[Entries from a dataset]
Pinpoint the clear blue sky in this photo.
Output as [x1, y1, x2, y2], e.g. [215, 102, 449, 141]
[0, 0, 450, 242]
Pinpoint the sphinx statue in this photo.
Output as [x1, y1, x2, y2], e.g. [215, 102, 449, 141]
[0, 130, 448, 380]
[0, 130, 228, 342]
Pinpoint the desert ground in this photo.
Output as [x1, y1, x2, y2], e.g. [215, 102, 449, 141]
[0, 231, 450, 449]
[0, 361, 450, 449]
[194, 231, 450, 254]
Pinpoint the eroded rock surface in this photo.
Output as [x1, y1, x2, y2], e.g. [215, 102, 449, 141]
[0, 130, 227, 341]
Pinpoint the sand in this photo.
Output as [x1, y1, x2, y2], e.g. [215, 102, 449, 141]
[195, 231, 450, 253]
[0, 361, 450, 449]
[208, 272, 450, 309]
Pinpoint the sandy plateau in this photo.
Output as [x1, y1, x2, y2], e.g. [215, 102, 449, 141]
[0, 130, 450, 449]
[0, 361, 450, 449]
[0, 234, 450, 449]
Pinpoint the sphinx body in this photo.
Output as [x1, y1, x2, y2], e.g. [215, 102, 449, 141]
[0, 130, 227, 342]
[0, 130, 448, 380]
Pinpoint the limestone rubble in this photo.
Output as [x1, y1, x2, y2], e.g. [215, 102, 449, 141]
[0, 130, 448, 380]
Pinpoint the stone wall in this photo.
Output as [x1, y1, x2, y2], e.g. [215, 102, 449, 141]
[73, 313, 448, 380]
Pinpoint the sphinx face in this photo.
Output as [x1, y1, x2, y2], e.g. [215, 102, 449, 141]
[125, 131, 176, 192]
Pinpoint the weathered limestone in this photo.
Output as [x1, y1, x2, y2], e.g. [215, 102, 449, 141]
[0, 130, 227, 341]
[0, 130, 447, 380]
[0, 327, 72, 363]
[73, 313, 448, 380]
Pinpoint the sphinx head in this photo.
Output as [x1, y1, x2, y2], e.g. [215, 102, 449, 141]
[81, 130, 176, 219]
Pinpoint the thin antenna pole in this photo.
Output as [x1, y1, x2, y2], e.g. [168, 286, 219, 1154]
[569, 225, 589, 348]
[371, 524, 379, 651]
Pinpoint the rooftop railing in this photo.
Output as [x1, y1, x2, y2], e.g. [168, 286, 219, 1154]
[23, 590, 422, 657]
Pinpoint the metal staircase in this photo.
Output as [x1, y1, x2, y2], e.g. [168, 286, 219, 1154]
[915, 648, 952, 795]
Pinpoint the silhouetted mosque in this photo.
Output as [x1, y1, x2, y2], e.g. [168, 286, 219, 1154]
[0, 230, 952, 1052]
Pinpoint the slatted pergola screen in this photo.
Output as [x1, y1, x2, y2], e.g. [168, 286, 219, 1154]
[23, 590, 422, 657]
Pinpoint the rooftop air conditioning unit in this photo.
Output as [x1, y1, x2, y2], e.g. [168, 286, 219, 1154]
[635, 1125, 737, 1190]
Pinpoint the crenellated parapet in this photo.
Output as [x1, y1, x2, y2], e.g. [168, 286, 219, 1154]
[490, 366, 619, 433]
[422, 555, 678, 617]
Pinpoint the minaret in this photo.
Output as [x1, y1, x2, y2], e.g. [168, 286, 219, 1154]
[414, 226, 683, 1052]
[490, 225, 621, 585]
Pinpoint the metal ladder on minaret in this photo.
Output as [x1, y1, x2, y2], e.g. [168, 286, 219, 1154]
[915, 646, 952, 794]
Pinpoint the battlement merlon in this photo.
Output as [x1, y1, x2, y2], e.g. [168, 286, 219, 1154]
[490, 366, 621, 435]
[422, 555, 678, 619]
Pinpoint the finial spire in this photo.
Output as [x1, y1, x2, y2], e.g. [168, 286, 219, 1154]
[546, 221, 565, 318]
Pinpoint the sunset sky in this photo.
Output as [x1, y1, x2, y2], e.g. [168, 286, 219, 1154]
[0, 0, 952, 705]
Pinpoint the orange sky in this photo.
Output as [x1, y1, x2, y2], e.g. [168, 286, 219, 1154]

— Exercise —
Pick out every line in the entries above that contains the word "sphinx" and copy each one.

— Completed task —
Pinpoint the sphinx statue in this photo.
Pinpoint the sphinx body in this photo.
Pinpoint the sphinx face in this photo.
Pinpoint the sphinx head in this photo.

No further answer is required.